== SHORT EXERCISE ==
From the line containing "of the lamp" to the very last line, repeat everything exactly and add nothing else. Skip the pictures.

== SUPPLIED RECORDS ==
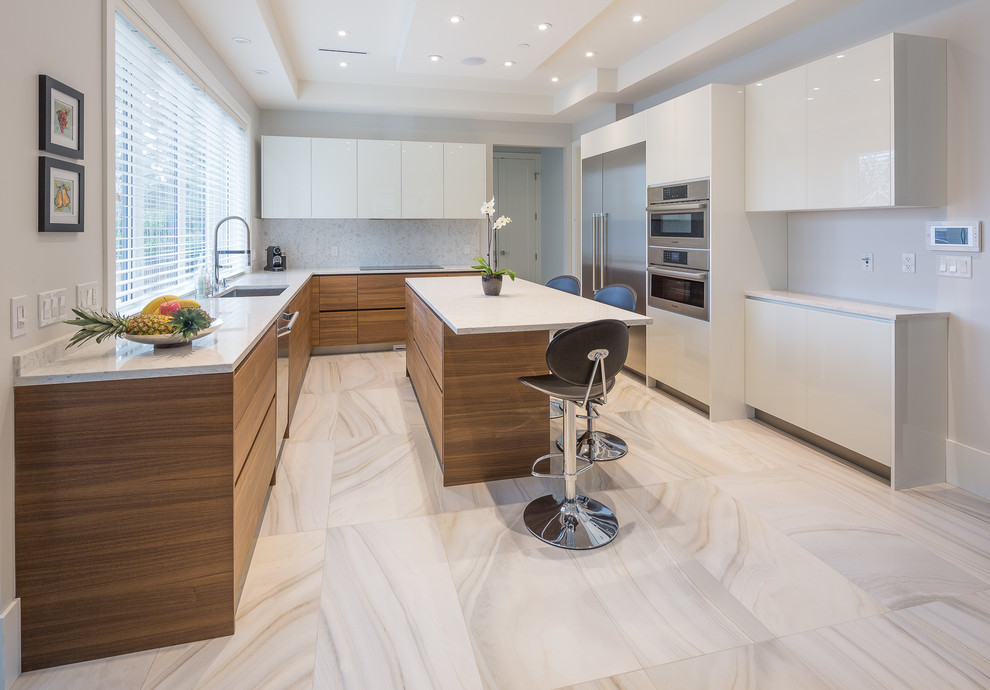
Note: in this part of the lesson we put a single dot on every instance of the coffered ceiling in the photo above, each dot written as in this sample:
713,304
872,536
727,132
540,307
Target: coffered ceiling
496,61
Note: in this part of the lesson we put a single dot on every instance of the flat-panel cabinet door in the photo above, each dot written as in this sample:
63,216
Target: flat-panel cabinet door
777,142
334,175
850,141
661,144
422,179
379,179
285,177
693,119
465,179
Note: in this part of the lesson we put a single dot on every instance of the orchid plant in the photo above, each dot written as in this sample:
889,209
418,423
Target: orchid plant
481,263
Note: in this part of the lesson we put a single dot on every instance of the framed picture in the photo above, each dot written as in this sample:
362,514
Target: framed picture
61,115
61,190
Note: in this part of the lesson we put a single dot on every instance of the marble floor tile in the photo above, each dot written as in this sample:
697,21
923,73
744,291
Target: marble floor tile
389,616
637,680
783,585
300,499
274,645
893,569
377,478
875,653
125,671
764,666
534,621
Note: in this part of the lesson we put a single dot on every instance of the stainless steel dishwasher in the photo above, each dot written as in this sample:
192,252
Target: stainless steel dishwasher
286,322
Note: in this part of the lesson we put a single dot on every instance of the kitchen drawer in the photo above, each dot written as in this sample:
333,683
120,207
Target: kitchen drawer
250,491
338,293
338,328
381,326
382,291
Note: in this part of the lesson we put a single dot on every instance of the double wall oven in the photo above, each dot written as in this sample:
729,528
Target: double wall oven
678,248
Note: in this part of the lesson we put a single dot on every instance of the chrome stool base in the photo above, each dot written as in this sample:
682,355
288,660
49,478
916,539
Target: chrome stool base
577,523
597,446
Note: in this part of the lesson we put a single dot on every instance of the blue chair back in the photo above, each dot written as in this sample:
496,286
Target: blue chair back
617,295
567,283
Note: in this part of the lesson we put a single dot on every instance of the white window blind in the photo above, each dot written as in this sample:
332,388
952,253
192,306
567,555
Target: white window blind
181,166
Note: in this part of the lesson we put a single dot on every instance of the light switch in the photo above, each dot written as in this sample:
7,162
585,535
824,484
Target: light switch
18,316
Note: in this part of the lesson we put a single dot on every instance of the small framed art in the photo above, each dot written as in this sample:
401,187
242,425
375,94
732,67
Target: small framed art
61,190
61,115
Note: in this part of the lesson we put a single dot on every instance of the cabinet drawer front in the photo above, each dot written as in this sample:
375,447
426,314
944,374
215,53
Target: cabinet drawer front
382,326
338,293
382,291
338,328
250,491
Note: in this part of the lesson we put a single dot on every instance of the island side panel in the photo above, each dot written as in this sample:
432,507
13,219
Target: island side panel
124,515
493,426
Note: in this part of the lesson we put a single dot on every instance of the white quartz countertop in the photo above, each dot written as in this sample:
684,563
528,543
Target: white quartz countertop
874,310
245,320
522,306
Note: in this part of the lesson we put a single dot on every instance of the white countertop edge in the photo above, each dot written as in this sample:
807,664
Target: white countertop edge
875,310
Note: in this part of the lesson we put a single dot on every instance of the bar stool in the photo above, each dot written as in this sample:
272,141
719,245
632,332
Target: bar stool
583,362
594,445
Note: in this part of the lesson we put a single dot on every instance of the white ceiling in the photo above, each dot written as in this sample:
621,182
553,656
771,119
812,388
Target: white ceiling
676,40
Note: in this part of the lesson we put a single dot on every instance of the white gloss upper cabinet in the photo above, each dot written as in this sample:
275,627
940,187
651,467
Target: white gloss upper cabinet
679,138
777,155
465,176
334,175
874,124
285,181
379,172
422,179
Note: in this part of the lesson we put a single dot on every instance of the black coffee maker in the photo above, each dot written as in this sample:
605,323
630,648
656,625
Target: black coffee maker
276,259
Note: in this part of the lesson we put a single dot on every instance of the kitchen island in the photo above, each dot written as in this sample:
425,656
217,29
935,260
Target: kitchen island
464,355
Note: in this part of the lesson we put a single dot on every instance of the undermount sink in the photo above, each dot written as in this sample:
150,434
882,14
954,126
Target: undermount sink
254,291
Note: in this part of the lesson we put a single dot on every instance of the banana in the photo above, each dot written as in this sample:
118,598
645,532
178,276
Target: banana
152,306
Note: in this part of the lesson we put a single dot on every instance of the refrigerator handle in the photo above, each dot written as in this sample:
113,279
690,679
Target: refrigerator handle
602,248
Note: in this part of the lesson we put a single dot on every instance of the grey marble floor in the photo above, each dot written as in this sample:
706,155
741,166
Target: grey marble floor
745,559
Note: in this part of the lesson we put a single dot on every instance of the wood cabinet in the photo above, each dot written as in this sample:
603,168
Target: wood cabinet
286,184
863,128
679,138
334,178
137,503
873,386
364,309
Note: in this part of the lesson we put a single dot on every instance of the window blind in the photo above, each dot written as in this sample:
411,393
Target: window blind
181,165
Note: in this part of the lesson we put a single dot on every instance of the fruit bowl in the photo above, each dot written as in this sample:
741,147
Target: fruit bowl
172,339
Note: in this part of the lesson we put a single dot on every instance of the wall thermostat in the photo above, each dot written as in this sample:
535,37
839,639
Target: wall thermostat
954,235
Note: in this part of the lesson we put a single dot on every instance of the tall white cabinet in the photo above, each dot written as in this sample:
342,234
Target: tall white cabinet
869,378
863,128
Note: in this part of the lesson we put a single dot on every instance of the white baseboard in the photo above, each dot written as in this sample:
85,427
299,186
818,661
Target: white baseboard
967,468
10,644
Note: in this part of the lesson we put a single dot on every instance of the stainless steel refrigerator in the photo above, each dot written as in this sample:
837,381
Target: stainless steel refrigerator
613,232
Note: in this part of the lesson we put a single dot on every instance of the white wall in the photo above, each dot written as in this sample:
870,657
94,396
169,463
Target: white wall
824,247
71,50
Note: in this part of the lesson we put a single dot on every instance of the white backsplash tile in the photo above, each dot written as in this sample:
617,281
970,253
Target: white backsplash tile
361,242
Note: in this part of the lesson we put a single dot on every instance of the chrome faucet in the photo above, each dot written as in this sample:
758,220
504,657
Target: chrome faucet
217,283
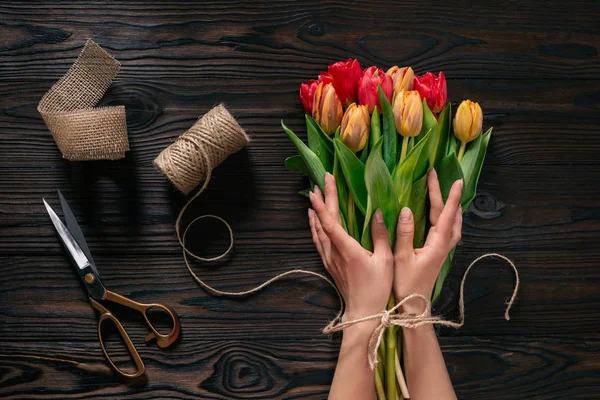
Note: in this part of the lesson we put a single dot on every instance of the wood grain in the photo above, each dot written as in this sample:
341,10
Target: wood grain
533,66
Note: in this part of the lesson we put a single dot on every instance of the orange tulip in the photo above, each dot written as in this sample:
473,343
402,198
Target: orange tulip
467,124
327,108
403,78
355,127
408,113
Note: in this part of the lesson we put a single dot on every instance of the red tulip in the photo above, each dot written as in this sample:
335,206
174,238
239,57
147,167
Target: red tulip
344,75
307,94
367,87
432,88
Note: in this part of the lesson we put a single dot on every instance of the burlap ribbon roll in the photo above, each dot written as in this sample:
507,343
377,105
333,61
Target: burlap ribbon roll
81,131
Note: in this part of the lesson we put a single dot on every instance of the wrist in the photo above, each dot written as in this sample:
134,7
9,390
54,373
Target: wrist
360,330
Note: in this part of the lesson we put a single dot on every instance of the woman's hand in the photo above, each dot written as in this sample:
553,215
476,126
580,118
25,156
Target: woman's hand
363,278
416,270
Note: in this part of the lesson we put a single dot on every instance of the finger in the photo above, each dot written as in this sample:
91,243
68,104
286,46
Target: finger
323,238
457,228
331,227
381,237
331,197
435,197
448,215
405,233
316,240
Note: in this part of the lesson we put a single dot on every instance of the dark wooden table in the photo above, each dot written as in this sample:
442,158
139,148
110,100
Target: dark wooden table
534,68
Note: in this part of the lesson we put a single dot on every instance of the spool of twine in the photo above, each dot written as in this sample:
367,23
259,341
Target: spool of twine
192,157
209,142
80,131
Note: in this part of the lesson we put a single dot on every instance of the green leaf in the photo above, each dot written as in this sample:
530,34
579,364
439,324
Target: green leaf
316,171
364,153
304,192
342,187
411,168
439,144
319,143
390,137
381,196
453,145
417,204
296,164
439,283
449,171
354,172
471,164
375,129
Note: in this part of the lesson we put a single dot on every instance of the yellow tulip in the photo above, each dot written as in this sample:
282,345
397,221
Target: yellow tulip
403,78
327,108
467,124
408,116
355,127
408,113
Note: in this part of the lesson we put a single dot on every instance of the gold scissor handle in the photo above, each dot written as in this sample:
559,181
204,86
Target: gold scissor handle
107,315
161,340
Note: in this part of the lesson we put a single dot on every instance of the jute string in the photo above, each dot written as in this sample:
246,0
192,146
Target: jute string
192,158
81,131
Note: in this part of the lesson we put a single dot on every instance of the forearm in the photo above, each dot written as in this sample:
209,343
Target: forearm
353,377
426,374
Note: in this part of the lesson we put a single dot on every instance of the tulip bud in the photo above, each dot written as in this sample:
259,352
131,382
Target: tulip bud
344,75
368,88
403,78
307,95
467,124
327,108
355,127
433,89
408,113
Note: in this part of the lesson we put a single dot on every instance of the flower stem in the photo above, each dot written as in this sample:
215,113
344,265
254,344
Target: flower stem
379,382
350,222
461,152
404,150
400,376
390,370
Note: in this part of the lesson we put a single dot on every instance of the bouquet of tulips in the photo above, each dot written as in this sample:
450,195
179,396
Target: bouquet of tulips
378,133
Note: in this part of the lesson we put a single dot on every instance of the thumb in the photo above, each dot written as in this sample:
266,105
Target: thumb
405,232
379,233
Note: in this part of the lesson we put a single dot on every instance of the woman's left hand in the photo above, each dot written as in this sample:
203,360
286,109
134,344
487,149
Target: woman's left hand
363,278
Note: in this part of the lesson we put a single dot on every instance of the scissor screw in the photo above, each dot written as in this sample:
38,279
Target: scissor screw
89,278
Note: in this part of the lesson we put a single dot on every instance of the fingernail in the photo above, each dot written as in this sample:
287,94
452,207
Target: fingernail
378,216
405,214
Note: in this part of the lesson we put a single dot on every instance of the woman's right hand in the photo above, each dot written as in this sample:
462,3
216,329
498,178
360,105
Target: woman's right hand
416,270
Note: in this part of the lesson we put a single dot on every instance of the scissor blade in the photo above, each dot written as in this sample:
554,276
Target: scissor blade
68,240
75,230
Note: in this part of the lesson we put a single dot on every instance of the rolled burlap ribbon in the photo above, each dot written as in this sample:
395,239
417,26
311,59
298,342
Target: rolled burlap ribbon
192,157
81,131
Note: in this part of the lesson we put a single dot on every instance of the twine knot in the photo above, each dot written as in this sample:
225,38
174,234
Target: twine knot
391,317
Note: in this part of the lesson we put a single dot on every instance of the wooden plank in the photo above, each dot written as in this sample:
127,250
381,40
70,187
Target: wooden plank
276,39
44,298
534,69
525,132
511,367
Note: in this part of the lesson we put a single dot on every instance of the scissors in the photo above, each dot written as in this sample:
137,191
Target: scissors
75,244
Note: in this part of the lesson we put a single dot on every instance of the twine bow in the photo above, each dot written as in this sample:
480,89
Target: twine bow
391,317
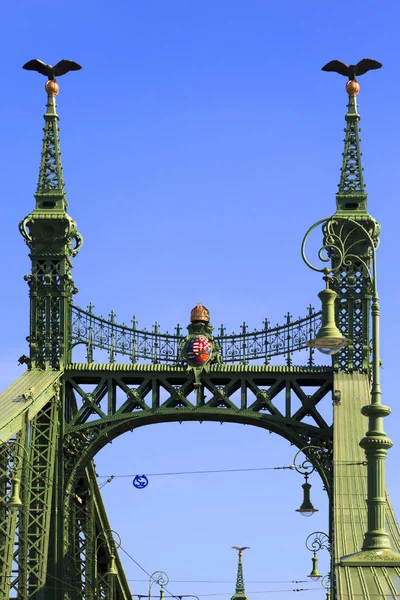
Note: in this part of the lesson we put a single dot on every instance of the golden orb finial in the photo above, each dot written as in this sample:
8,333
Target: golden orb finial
51,87
352,87
200,313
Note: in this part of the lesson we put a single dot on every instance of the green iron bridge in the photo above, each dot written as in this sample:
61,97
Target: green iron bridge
60,413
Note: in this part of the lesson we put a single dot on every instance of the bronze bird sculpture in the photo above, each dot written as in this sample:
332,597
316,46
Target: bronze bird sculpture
61,68
351,71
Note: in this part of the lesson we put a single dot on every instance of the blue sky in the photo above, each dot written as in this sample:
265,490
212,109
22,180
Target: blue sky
200,141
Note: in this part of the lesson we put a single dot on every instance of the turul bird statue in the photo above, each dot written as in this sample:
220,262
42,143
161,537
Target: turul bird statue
61,68
351,71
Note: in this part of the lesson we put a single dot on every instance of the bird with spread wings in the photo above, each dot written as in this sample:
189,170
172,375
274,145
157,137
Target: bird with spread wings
351,71
61,68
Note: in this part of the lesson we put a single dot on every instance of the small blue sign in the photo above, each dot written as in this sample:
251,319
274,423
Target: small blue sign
140,482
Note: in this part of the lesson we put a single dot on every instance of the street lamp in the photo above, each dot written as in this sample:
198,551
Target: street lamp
15,503
326,584
305,468
107,580
329,339
341,234
315,542
161,578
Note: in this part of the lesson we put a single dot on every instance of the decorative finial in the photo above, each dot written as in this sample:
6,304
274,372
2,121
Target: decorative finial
200,313
240,549
61,68
352,71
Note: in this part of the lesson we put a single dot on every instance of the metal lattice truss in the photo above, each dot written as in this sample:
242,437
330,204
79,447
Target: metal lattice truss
104,401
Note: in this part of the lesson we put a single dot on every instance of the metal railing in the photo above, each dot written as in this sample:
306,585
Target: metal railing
141,345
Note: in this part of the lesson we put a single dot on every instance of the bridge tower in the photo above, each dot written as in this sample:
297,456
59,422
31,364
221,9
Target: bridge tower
53,524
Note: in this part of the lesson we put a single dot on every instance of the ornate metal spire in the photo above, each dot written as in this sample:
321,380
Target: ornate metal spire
53,239
240,593
50,191
351,195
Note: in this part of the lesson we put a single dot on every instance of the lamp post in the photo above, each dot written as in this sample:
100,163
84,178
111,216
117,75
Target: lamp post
305,468
15,503
316,541
326,584
340,237
161,578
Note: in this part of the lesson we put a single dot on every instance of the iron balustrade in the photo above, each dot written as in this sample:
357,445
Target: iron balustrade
164,348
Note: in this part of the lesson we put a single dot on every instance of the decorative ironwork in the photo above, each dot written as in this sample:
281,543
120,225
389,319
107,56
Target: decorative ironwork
165,348
318,540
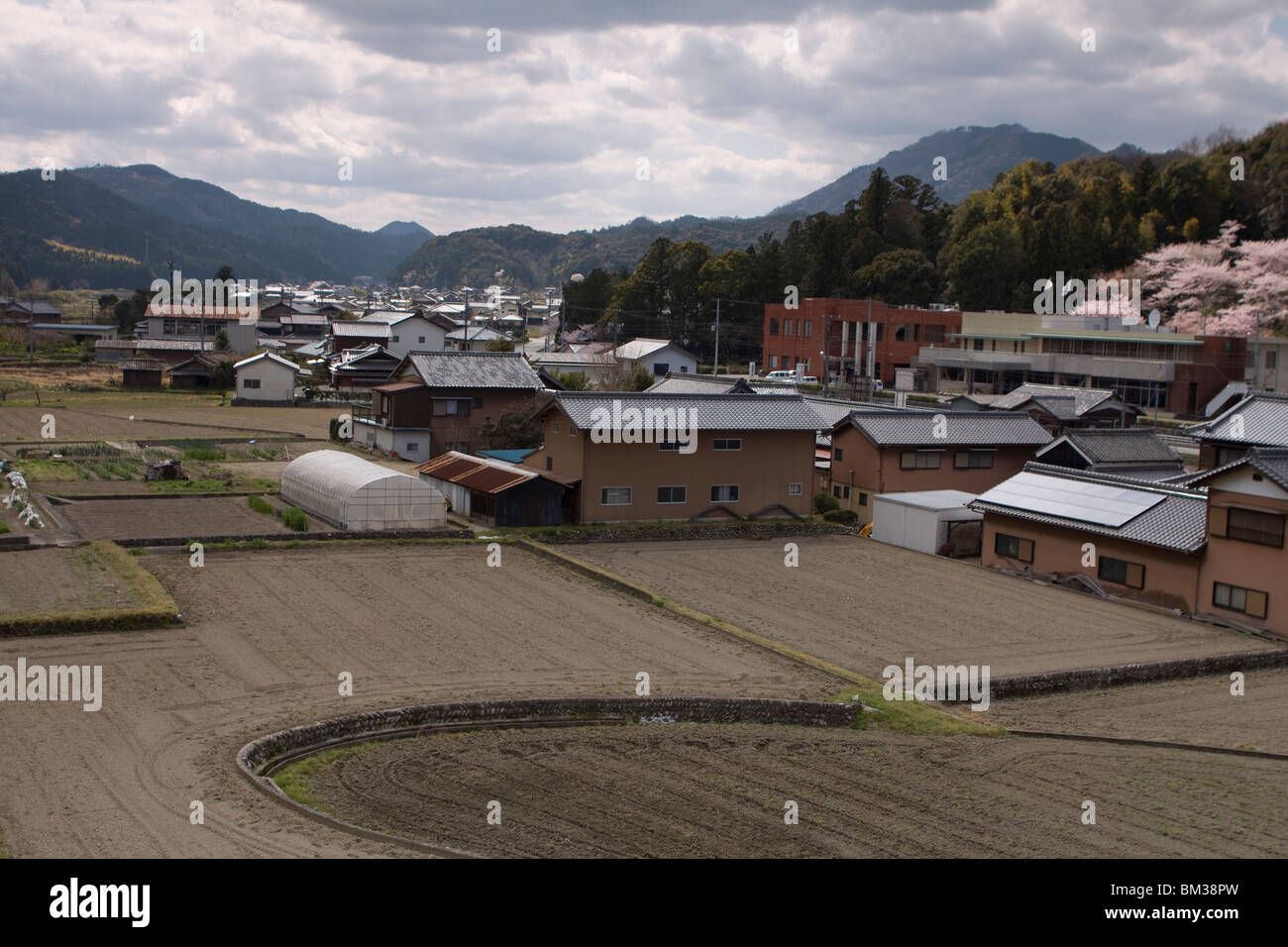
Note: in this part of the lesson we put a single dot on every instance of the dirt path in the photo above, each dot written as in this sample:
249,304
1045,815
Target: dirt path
702,789
268,633
866,604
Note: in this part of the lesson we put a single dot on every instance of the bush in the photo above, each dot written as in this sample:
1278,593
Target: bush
824,501
294,518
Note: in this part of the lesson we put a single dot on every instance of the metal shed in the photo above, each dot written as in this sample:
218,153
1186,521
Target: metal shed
355,493
928,521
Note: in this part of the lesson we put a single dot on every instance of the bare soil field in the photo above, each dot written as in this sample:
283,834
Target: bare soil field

== ANSWER TO THE PROBLEM ==
Note: in this part of the lesson we put a single dot on every instance of the lamp post in the photo above, each dot written as in this sample:
100,163
84,178
111,216
117,75
Target: lamp post
305,468
15,503
316,541
326,584
340,237
161,578
Note: in this part of the lesson we put a single dot on every instance of the iron balustrade in the photo above, each dot written as in this sample:
357,445
Target: iron balustrade
164,348
Note: in this part of the lesson we put a single dot on every instance of the decorative ironwork in the photo above, each dot written as in this sample:
281,543
120,225
389,319
107,56
Target: decorative ironwork
165,348
318,540
Note: in this part of the lesson we put a single dot on every instance of the dirt path in the photo above, each dot written as in this sample:
249,304
1045,815
Target: dirt path
702,789
268,633
866,604
Note: in this part of the lesson we put a single dot on every instance of the bush in the photo above, each dot written as in this sample:
1278,593
Target: bush
824,501
294,518
Note: in this part of the lesson we put a single dot on every instance of the metal shed in the photo above, each dot written as in this sample:
218,153
1186,521
Target: metal shed
355,493
928,521
Note: in this part of the lesson we put a single dot on every instance of the bare soil field in the photo above, each dot written as in this sample:
283,834
Target: bare soil field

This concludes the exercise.